- Data section -
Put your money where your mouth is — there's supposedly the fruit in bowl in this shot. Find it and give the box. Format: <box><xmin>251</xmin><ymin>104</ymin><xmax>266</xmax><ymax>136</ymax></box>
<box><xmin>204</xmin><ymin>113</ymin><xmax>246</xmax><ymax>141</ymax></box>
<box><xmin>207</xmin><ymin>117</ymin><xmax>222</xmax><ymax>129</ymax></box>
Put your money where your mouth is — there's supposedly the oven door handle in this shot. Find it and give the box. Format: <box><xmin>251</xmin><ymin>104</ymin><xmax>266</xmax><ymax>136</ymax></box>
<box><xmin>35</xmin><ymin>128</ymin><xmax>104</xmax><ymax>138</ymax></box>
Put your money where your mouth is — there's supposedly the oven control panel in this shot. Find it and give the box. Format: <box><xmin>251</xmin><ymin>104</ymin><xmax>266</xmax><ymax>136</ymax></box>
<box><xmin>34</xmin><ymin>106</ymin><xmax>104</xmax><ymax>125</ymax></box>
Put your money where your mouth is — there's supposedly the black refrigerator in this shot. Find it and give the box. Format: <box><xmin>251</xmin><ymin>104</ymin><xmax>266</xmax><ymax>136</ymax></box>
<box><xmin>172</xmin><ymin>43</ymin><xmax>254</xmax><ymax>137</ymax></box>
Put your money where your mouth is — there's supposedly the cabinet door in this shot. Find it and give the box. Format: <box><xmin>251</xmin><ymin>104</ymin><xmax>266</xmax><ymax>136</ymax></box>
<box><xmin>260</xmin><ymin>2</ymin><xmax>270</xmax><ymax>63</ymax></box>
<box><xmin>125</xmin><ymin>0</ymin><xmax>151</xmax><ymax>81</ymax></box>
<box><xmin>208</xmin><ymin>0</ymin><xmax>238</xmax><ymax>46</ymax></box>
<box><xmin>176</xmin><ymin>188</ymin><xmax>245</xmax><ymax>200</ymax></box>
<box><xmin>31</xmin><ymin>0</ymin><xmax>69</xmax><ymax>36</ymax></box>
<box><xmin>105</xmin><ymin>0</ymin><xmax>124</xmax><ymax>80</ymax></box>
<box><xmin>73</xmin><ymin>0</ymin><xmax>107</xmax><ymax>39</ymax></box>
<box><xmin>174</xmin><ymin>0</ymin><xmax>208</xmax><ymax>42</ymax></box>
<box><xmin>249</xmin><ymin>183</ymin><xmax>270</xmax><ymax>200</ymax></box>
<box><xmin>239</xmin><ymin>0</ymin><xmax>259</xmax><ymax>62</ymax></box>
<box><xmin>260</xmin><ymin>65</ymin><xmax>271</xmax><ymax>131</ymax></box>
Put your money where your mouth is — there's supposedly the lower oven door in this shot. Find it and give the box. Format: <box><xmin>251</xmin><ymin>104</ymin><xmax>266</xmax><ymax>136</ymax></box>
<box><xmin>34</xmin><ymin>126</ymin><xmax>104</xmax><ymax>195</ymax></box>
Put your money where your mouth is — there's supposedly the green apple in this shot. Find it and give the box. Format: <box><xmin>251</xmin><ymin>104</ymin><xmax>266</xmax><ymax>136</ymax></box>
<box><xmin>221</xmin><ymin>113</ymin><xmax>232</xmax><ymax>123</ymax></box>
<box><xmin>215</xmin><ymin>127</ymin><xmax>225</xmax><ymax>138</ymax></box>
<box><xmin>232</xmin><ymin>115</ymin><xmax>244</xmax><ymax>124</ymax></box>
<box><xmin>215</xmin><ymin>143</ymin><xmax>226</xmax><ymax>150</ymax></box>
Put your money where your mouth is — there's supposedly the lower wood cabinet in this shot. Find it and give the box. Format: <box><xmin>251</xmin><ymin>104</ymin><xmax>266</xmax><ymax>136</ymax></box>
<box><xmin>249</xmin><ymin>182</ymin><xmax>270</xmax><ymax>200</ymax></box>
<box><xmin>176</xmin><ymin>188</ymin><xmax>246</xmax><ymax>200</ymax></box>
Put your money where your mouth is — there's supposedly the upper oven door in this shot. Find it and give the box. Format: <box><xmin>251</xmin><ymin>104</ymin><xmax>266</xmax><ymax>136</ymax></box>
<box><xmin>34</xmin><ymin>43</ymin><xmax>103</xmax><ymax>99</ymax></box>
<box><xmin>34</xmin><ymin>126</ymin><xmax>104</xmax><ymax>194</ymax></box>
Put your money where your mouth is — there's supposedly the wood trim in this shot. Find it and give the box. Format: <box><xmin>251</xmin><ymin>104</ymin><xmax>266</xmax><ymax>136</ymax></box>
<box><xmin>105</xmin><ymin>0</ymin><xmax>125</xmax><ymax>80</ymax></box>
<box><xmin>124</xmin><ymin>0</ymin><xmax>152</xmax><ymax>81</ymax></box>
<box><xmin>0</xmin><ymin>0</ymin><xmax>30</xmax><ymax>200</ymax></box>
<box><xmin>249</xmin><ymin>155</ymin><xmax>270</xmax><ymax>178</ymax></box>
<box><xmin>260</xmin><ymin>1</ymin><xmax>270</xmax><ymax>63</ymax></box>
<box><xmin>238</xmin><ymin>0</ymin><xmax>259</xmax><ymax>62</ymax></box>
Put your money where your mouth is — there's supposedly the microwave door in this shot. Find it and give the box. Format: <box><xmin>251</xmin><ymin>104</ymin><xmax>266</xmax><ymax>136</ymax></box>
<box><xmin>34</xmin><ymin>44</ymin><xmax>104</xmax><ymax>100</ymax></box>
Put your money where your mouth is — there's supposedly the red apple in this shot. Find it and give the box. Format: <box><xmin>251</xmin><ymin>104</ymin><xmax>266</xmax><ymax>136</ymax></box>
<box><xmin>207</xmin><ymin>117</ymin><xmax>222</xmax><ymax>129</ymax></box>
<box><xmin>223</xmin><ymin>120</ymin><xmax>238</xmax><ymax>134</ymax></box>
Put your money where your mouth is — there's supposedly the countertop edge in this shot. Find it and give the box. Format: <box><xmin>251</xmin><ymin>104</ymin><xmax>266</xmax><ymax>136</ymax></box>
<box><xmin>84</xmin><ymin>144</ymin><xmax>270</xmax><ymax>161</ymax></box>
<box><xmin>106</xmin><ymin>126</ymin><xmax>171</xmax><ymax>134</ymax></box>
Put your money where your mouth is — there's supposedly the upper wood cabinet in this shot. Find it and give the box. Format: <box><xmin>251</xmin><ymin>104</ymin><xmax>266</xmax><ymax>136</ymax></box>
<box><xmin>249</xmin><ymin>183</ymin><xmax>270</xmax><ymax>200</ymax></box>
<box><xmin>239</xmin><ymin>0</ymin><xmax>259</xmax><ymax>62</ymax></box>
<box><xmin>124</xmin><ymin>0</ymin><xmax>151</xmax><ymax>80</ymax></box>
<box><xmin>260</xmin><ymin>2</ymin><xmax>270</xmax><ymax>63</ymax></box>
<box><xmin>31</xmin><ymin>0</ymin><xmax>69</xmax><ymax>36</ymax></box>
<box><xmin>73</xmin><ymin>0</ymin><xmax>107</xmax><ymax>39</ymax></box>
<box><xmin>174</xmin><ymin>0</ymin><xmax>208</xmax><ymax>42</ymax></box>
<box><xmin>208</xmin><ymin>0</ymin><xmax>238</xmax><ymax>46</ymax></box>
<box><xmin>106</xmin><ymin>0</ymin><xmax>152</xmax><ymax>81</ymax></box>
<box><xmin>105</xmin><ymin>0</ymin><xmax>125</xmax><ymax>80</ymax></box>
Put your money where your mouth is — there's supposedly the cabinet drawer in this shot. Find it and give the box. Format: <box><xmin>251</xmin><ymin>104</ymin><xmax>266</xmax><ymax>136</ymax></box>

- Work to complete -
Extract the whole listing, character for character.

- Solution to the exercise -
Put your money where your mouth is — there's supposedly the fruit in bowl in this shot. Find it and give the box. Format: <box><xmin>251</xmin><ymin>104</ymin><xmax>266</xmax><ymax>136</ymax></box>
<box><xmin>204</xmin><ymin>113</ymin><xmax>246</xmax><ymax>141</ymax></box>
<box><xmin>207</xmin><ymin>117</ymin><xmax>222</xmax><ymax>129</ymax></box>
Put your money where your mouth is — there's supposedly the oven door handle in this shot. Find it and give the box. Format: <box><xmin>251</xmin><ymin>104</ymin><xmax>266</xmax><ymax>136</ymax></box>
<box><xmin>35</xmin><ymin>128</ymin><xmax>104</xmax><ymax>138</ymax></box>
Put your money where your mouth is — there's supposedly the oven control panel in this shot. Find it and give the box. Format: <box><xmin>251</xmin><ymin>104</ymin><xmax>266</xmax><ymax>136</ymax></box>
<box><xmin>34</xmin><ymin>106</ymin><xmax>104</xmax><ymax>125</ymax></box>
Put your money where your mouth is — there's supposedly the black refrigerator in this shot. Find it and give the box. Format: <box><xmin>251</xmin><ymin>104</ymin><xmax>266</xmax><ymax>136</ymax></box>
<box><xmin>172</xmin><ymin>43</ymin><xmax>254</xmax><ymax>137</ymax></box>
Put your money where your mouth is — there's supposedly the cabinet door in this shot. Find it and give the box. Format: <box><xmin>251</xmin><ymin>104</ymin><xmax>266</xmax><ymax>136</ymax></box>
<box><xmin>260</xmin><ymin>2</ymin><xmax>270</xmax><ymax>63</ymax></box>
<box><xmin>125</xmin><ymin>0</ymin><xmax>151</xmax><ymax>81</ymax></box>
<box><xmin>208</xmin><ymin>0</ymin><xmax>238</xmax><ymax>46</ymax></box>
<box><xmin>176</xmin><ymin>188</ymin><xmax>245</xmax><ymax>200</ymax></box>
<box><xmin>31</xmin><ymin>0</ymin><xmax>69</xmax><ymax>36</ymax></box>
<box><xmin>105</xmin><ymin>0</ymin><xmax>124</xmax><ymax>80</ymax></box>
<box><xmin>73</xmin><ymin>0</ymin><xmax>107</xmax><ymax>39</ymax></box>
<box><xmin>174</xmin><ymin>0</ymin><xmax>208</xmax><ymax>42</ymax></box>
<box><xmin>249</xmin><ymin>183</ymin><xmax>270</xmax><ymax>200</ymax></box>
<box><xmin>239</xmin><ymin>0</ymin><xmax>259</xmax><ymax>62</ymax></box>
<box><xmin>260</xmin><ymin>65</ymin><xmax>271</xmax><ymax>131</ymax></box>
Put your money where your mouth is — there's supposedly the lower oven door in this shot. Find it and give the box. Format: <box><xmin>251</xmin><ymin>104</ymin><xmax>266</xmax><ymax>136</ymax></box>
<box><xmin>34</xmin><ymin>126</ymin><xmax>104</xmax><ymax>195</ymax></box>
Put your money where your mouth is — there's supposedly the green apple in this shot. Find it and give the box. Format: <box><xmin>251</xmin><ymin>104</ymin><xmax>266</xmax><ymax>136</ymax></box>
<box><xmin>221</xmin><ymin>113</ymin><xmax>232</xmax><ymax>123</ymax></box>
<box><xmin>215</xmin><ymin>127</ymin><xmax>225</xmax><ymax>138</ymax></box>
<box><xmin>232</xmin><ymin>115</ymin><xmax>244</xmax><ymax>124</ymax></box>
<box><xmin>215</xmin><ymin>143</ymin><xmax>226</xmax><ymax>150</ymax></box>
Put your money where your mouth is — there's supposedly the lower wood cabinet in this shot. Find it and give the box. Format: <box><xmin>251</xmin><ymin>104</ymin><xmax>266</xmax><ymax>136</ymax></box>
<box><xmin>249</xmin><ymin>182</ymin><xmax>270</xmax><ymax>200</ymax></box>
<box><xmin>176</xmin><ymin>188</ymin><xmax>246</xmax><ymax>200</ymax></box>
Put your money where your mouth is — there's supposedly the upper oven door in this shot. Find it and give the box. Format: <box><xmin>251</xmin><ymin>104</ymin><xmax>266</xmax><ymax>136</ymax></box>
<box><xmin>34</xmin><ymin>43</ymin><xmax>103</xmax><ymax>99</ymax></box>
<box><xmin>34</xmin><ymin>126</ymin><xmax>104</xmax><ymax>194</ymax></box>
Put your money where your mouth is — there's supposedly the wood trim in this shot. Find it and give the box. Format: <box><xmin>251</xmin><ymin>104</ymin><xmax>266</xmax><ymax>136</ymax></box>
<box><xmin>105</xmin><ymin>0</ymin><xmax>125</xmax><ymax>80</ymax></box>
<box><xmin>124</xmin><ymin>0</ymin><xmax>152</xmax><ymax>81</ymax></box>
<box><xmin>0</xmin><ymin>0</ymin><xmax>30</xmax><ymax>200</ymax></box>
<box><xmin>249</xmin><ymin>155</ymin><xmax>270</xmax><ymax>178</ymax></box>
<box><xmin>260</xmin><ymin>1</ymin><xmax>270</xmax><ymax>63</ymax></box>
<box><xmin>238</xmin><ymin>0</ymin><xmax>259</xmax><ymax>62</ymax></box>
Put your money where your mouth is — there's supposedly the microwave door in this shot. Find it and give the box. Format: <box><xmin>251</xmin><ymin>104</ymin><xmax>266</xmax><ymax>136</ymax></box>
<box><xmin>34</xmin><ymin>44</ymin><xmax>104</xmax><ymax>100</ymax></box>
Put your money where your mouth is — there's supposedly the red apple in this shot. Find it and give the box. Format: <box><xmin>251</xmin><ymin>104</ymin><xmax>266</xmax><ymax>136</ymax></box>
<box><xmin>207</xmin><ymin>117</ymin><xmax>222</xmax><ymax>129</ymax></box>
<box><xmin>223</xmin><ymin>120</ymin><xmax>238</xmax><ymax>134</ymax></box>
Put your money where your mouth is — there's supposedly the countertop edge in this shot. Find it and give the box. Format: <box><xmin>251</xmin><ymin>104</ymin><xmax>266</xmax><ymax>136</ymax></box>
<box><xmin>84</xmin><ymin>144</ymin><xmax>270</xmax><ymax>161</ymax></box>
<box><xmin>106</xmin><ymin>126</ymin><xmax>171</xmax><ymax>134</ymax></box>
Put your money where your mouth is — there's supposedly the upper wood cabinet in this shot. Find it and give the box. Format: <box><xmin>251</xmin><ymin>104</ymin><xmax>266</xmax><ymax>136</ymax></box>
<box><xmin>249</xmin><ymin>183</ymin><xmax>270</xmax><ymax>200</ymax></box>
<box><xmin>239</xmin><ymin>0</ymin><xmax>259</xmax><ymax>62</ymax></box>
<box><xmin>124</xmin><ymin>0</ymin><xmax>151</xmax><ymax>80</ymax></box>
<box><xmin>260</xmin><ymin>2</ymin><xmax>270</xmax><ymax>63</ymax></box>
<box><xmin>31</xmin><ymin>0</ymin><xmax>69</xmax><ymax>36</ymax></box>
<box><xmin>73</xmin><ymin>0</ymin><xmax>107</xmax><ymax>39</ymax></box>
<box><xmin>174</xmin><ymin>0</ymin><xmax>208</xmax><ymax>42</ymax></box>
<box><xmin>208</xmin><ymin>0</ymin><xmax>238</xmax><ymax>46</ymax></box>
<box><xmin>106</xmin><ymin>0</ymin><xmax>152</xmax><ymax>81</ymax></box>
<box><xmin>105</xmin><ymin>0</ymin><xmax>125</xmax><ymax>80</ymax></box>
Put your money where your mouth is — there's supposedly the cabinet drawer in this shot. Find it and give the box. Format: <box><xmin>251</xmin><ymin>104</ymin><xmax>266</xmax><ymax>136</ymax></box>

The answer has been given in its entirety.